SOURCE DATA:

******

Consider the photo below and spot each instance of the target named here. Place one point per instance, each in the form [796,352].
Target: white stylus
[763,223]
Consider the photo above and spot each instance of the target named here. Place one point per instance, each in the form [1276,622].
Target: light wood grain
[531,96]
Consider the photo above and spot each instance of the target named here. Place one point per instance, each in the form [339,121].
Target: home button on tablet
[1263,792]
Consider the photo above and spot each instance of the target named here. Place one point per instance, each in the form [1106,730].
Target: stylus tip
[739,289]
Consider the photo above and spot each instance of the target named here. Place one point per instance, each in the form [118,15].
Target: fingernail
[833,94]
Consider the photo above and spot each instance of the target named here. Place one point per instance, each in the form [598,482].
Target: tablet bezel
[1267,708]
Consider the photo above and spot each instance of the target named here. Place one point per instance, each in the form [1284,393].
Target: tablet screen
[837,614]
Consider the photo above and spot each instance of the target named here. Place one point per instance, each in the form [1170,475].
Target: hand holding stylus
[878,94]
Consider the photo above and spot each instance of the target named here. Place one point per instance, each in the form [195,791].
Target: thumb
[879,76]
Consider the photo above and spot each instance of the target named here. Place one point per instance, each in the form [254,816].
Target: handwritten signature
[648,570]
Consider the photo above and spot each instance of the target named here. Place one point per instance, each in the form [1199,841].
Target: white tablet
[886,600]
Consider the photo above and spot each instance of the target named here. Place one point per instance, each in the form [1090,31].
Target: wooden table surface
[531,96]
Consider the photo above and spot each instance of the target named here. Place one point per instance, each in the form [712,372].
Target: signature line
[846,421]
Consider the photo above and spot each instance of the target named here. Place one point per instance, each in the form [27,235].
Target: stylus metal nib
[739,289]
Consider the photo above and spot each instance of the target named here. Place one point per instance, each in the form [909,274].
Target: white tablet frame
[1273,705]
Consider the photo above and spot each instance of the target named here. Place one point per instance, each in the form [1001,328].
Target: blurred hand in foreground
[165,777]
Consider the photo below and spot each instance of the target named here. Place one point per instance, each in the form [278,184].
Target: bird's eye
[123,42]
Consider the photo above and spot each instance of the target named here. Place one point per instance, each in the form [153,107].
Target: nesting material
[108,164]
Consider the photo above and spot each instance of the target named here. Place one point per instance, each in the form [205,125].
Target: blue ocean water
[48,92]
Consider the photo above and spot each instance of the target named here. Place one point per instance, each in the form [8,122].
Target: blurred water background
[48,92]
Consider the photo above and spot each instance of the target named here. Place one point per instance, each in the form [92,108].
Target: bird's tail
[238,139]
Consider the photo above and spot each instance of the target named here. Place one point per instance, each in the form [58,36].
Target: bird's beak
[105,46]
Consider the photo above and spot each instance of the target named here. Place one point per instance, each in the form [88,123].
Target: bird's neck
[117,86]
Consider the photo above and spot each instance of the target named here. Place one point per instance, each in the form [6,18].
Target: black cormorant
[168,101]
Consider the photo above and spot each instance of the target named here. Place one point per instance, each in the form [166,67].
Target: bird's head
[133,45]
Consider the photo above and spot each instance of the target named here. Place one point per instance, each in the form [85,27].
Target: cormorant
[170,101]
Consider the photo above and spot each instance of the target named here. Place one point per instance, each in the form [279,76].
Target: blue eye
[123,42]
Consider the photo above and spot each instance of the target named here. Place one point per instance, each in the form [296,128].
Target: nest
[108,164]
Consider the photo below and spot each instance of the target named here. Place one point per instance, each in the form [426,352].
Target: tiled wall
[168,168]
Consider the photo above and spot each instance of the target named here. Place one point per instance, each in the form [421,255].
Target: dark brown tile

******

WHAT TO PRODUCE: For this exercise, write out all of the data exactly.

EXERCISE SOLUTION:
Consider the photo below and spot each instance of the target named here. Place one point per instance, each in the form [796,352].
Target: white stylus
[763,223]
Consider the photo above and spot each instance of the target named here. Place one point per instance, each in the form [1276,622].
Target: light wood grain
[531,96]
Consider the photo above and spot each instance of the target named here. Place one point per instance, each in the form [339,121].
Target: home button on tablet
[1263,792]
Consider the photo above and spot each instance of the target named here. Place one point per instance, each in the form [1106,730].
Target: stylus tip
[739,289]
Consider the photo above and spot each instance of the target named here. Place one point per instance, each in the form [118,15].
Target: fingernail
[833,94]
Consider the photo above and spot each instance of the target named here. Place one point per instance, each in the form [598,482].
Target: tablet bezel
[1267,708]
Consider the photo above and spot each instance of the target named here. Place one point per instance, each in the form [1284,393].
Target: tablet screen
[837,614]
Consider the photo above and spot each instance of the target named here. Place one point per instance, each in the form [1170,475].
Target: hand holding stylus
[878,94]
Consider the photo above and spot each instance of the target named here. Place one point per instance, each in the form [195,791].
Target: thumb
[879,76]
Consider the photo above and spot each instance of the target named here. Place one point per instance, each in the form [254,816].
Target: handwritten signature
[648,570]
Consider the photo above and spot each instance of the target named here. Place one point per instance, each in the form [1199,841].
Target: white tablet
[886,600]
Consider the photo above and spot each instance of the target named here. Place one point per instance, each in the form [1090,31].
Target: wooden table surface
[531,96]
Consider the photo above and spot each instance of the target named here. Place one point per instance, each in the form [712,372].
Target: signature line
[846,421]
Consider the photo above and spot each instance of the target named here. Place one point per instance, each in the form [27,235].
Target: stylus metal nib
[739,289]
Consider the photo above and spot each instance of the target named here. Place one point per instance, each in the form [909,274].
Target: white tablet frame
[1273,705]
Consider the photo above and spot each instance of the target named here. Place one point per instance, each in the form [1001,328].
Target: blurred hand in foreground
[165,777]
Consider the photo below and spot each instance of the target named here. Place one point per instance, each in the form [278,184].
Target: bird's eye
[123,42]
Consider the photo above and spot each instance of the target named here. Place one point per instance, each in the form [153,107].
Target: nesting material
[108,164]
Consider the photo above and spot each instance of the target named here. Place one point per instance, each in the form [205,125].
Target: blue ocean water
[48,92]
Consider the photo above and spot each instance of the target named here. Place one point per instance, each in the form [8,122].
Target: blurred water background
[48,92]
Consider the photo above and spot each instance of the target named here. Place one point per instance, each in the form [92,108].
Target: bird's tail
[238,139]
Consider the photo above and spot each instance of the target named here. Place one point per instance, each in the form [58,36].
Target: bird's beak
[105,46]
Consider the photo above and spot each instance of the target named here. Place one point per instance, each in the form [88,123].
Target: bird's neck
[117,86]
Consider the photo above and spot each instance of the target named here. Place one point per instance, each in the form [6,18].
Target: black cormorant
[168,101]
Consider the photo above and spot each instance of the target named here. Place one point per instance, each in the form [166,67].
Target: bird's head
[133,45]
Consider the photo above and spot each instance of the target named here. Place one point per instance, each in the form [85,27].
Target: cormorant
[170,101]
Consider the photo above and spot each instance of the target named here. Place one point per instance, each in the form [279,76].
Target: blue eye
[123,42]
Consider the photo above and spot each instance of the target named here. Place one point per instance, each in the form [296,128].
Target: nest
[108,164]
Consider the photo below and spot each instance of the target named here. Place one point per instance, each in the form [426,352].
Target: tiled wall
[168,168]
Consider the photo above and spot each instance of the target named here. Place one point per instance, each in the form [421,255].
Target: dark brown tile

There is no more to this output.